→ Tarea a realizar:
Prolonga el fragmento sobre el deseo y la pasión a partir de su última oración.

→ Fragmento del documento:
Los datos muestran que con los años el deseo se marchita, matizando las diferencias individuales. Por otro lado, múltiples testimonios sugieren que ni la misteriosa distribución de la pasión, ni sus extremos, son exclusivos de esta época. En la Vida de santa María de Egipto, de Sofronio, siglo VI, aprendemos que “por 17 años viví como un fuego, pero no por el dinero. A los 12 me fui de casa... Estuve con el mayor número de hombres que pude conseguir. Lo hice por un deseo insaciable. Para mí esa era la vida”. Sin ser invitada, se unió a un grupo de hombres que zarpaban en un barco: “Jóvenes con cuerpos atractivos, justo lo que yo quería. Sin ninguna vergüenza, les dije ‘llévenme a donde vayan, no dejaré de ser lo que soy por ustedes’. Llegué a convencer incluso a quienes no querían. No hubo ninguna perversión que no les enseñara”.

A mediados del siglo XIX, en el consultorio de su ginecólogo, la Sra. R, viuda norteamericana con 22 años, declaraba sentirse tan “inflamada por la pasión” que temía enloquecer. Lamentaba haber leído novelas y asistido a fiestas. De casada, su lujuria fue constante y para calmarla practicaba el “autoabuso, la indulgencia ilícita”. Al enviudar, la tensión aumentó: “Es con enorme dificultad que puedo comportarme de manera decorosa en presencia del otro sexo”. Aseguraba que sus “sentimientos lascivos no pueden ser naturales, tienen que ser consecuencia de alguna enfermedad”.

→ Filas proporcionadas:
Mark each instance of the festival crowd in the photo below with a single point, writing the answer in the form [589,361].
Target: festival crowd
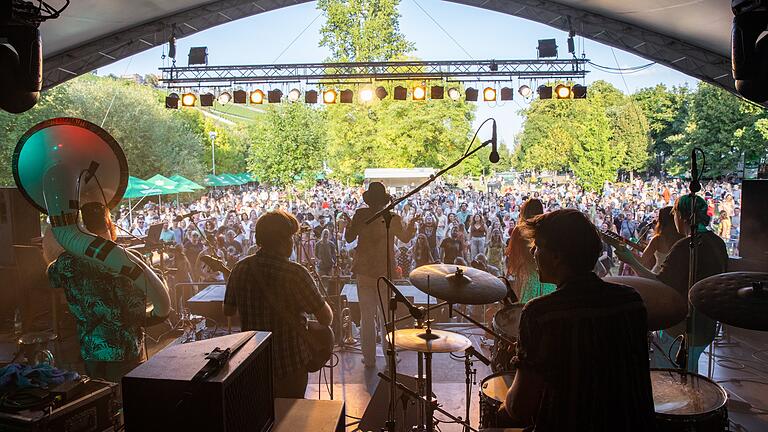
[461,224]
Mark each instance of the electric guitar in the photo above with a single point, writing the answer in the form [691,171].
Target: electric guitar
[319,337]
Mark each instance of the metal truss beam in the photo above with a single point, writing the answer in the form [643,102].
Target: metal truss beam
[496,70]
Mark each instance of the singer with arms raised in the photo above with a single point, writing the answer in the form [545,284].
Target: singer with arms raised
[582,360]
[266,280]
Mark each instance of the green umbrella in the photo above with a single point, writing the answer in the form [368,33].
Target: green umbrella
[186,182]
[138,188]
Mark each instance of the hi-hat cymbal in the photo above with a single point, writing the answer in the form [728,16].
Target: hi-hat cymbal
[437,341]
[458,284]
[665,306]
[739,299]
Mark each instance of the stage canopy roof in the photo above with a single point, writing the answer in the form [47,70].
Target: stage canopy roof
[692,37]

→ Tu respuesta:
Por la misma época, la Sra. B acudió al médico. La agobiaban “imágenes excesivamente lascivas de relaciones sexuales con hombres distintos a su marido”. Cada vez que conocía y hablaba con un varón, soñaba tener sexo con él. Había podido evitar la tentación pero temía no ser capaz de restringirse si “la enfermedad persistía”. Daba por descontado que esos sentimientos eran heredados de su madre, que mostró desde joven inclinaciones similares. Su temprano e intenso deseo la llevó a casarse apenas adolescente con un hombre mucho mayor. Durante años hicieron el amor todas las noches. Con la edad, el marido sufrió problemas de erección y ella temía no conformarse con él.

Un caso publicado en 1894 en una revista científica describía la consulta de una madre con su hija de nueve años porque, decía, se masturbaba mucho. El ginecólogo procedió a examinarla. “Tan pronto toqué el clítoris, las piernas se abrieron ampliamente, la cara se puso pálida, la respiración fue corta y rápida, el cuerpo se movió por la excitación, surgieron ligeros gemidos”.

Poco antes, en una convención médica se presentó a “la Paciente”, de 29 años. Buscaba que la internaran en un asilo. Había escrito su historia. “Heredé una disposición mórbida de mi madre y el temperamento opuesto de mi padre, dándome una naturaleza contradictoria. Antes de los seis años me excitaban los juegos sexuales con otros niños y a los 12 uno me advirtió que si los hombres se enteraban ninguno querría casarse conmigo. No entendí lo que decía: no sabía nada de mi cuerpo. Gradualmente, mi sistema nervioso se vio afectado. Los orgasmos llegaban sin proponérmelo. Meterme en una bañera o lavarme las partes a menudo los provocaban”.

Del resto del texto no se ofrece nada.